■ Problem to work on ■
Repeat every entry word for word, but leave the images out of your copy.

Photo-based referring expression data:

>>>

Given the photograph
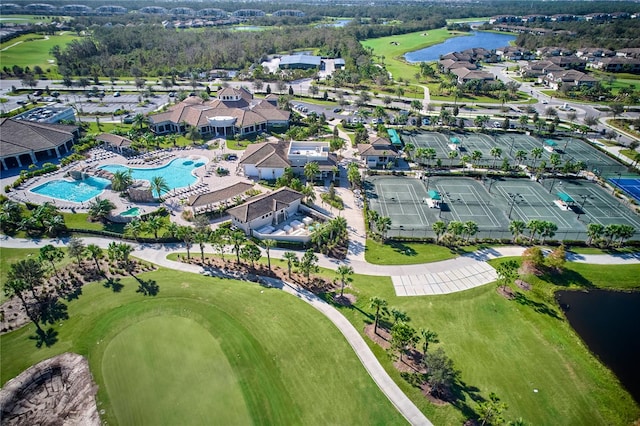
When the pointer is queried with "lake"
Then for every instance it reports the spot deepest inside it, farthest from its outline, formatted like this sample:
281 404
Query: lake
607 321
484 39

<<<

■ Worked solution ■
Given the photograph
When the pointer is queried with "lake"
Then for every instance it reports the spot deepest inside it, farthest from its outline, formatted like this sample:
281 404
Query: lake
607 321
484 39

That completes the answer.